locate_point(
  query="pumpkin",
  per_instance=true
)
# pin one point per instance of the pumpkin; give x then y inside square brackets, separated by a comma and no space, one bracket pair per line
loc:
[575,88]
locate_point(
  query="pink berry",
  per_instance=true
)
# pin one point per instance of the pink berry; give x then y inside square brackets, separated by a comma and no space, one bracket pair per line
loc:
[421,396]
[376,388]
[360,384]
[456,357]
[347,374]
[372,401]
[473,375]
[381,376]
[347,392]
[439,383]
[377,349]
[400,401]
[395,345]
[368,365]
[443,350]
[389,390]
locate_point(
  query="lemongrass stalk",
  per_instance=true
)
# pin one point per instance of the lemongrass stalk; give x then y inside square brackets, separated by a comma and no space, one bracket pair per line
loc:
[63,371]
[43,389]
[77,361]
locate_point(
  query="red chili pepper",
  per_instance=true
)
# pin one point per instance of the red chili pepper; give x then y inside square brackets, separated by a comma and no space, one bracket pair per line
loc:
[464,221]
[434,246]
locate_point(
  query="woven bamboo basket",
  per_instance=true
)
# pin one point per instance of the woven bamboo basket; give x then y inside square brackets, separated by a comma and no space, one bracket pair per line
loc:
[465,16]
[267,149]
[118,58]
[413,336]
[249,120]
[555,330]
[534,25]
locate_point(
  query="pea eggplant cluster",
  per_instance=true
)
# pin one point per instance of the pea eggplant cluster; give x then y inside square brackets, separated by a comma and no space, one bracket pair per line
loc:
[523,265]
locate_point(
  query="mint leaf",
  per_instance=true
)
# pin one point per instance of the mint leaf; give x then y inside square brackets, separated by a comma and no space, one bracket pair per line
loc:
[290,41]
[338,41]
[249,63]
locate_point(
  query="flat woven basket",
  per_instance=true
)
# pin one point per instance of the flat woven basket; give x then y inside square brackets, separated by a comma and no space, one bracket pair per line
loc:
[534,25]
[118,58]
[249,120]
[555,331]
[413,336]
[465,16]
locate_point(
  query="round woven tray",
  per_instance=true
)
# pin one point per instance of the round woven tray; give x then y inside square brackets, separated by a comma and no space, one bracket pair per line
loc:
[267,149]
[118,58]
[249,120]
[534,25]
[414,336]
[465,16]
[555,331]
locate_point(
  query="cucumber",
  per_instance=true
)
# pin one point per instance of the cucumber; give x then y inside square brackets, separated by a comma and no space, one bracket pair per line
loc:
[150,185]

********************

EXERCISE TASK: Reproduce the data, keeping every line exactly the same.

ANSWER IN FULL:
locate_point(
  query="pumpkin",
  per_instance=true
)
# pin one point per instance of the pumpkin; give x then y inside square brackets, separated by a comma and no space, one bracket pair per line
loc:
[575,88]
locate_point(
  query="pink berry",
  per_instance=true
)
# pin one point per instance of the pink berry; give x then y inside square brackets, separated by a comma and no space, one bracket pair per line
loc:
[421,396]
[376,388]
[360,384]
[456,357]
[347,374]
[372,401]
[473,375]
[381,376]
[347,392]
[439,383]
[377,349]
[400,401]
[395,345]
[368,365]
[443,350]
[389,390]
locate_point(
  query="lemongrass stalk",
  per_instance=true
)
# pin one point per instance of the lemongrass stalk; give x then y inside square brackets, separated by a comma and no space, one bracket pair per line
loc:
[63,371]
[43,389]
[77,361]
locate_point(
  query="red chili pepper",
  per_instance=true
)
# pin one point per instance of the red chili pepper; give x then y inside square brackets, separated by a comma and no space, one bracket pair per line
loc:
[464,221]
[434,246]
locate_point(
  query="woven bamboo basket",
  per_instance=true
)
# pin one point per instance of the woven bamboo basket; give x then y inside square brackets, separated by a comma and no space, one bracket pair per line
loc:
[465,16]
[267,149]
[118,58]
[413,336]
[249,120]
[555,330]
[534,25]
locate_point(
  query="pea eggplant cluster",
  per_instance=true
)
# pin one point per instance of the pea eggplant cluster; give x then y inside square brackets, separated by a comma and no space, one bracket pair per line
loc:
[523,265]
locate_point(
  query="mint leaf",
  per_instance=true
)
# pin one point per instance of the mint leaf; give x then y inside square brackets, separated by a comma and no space, one bracket pair per line
loc:
[290,41]
[338,41]
[249,63]
locate_point(
  query="flat woven basket",
  per_instance=true
)
# pin one point per instance of the flat woven basket; give x then y inside square brackets, separated by a comma and no space, one bracket pair per line
loc:
[534,25]
[118,58]
[249,120]
[555,331]
[413,336]
[465,16]
locate_point(
  query="round woven tray",
  per_instance=true
)
# pin one point per instance of the round woven tray; give x then y inside square brackets, separated by a comma and no space, one bracket pair per line
loc:
[267,149]
[118,58]
[249,120]
[534,25]
[414,336]
[465,16]
[555,331]
locate_point(
  query="cucumber",
  per_instance=true
)
# pin one point per instance of the cucumber; give x then y inside square brackets, separated by a comma and no space, one bracket pair per line
loc:
[150,185]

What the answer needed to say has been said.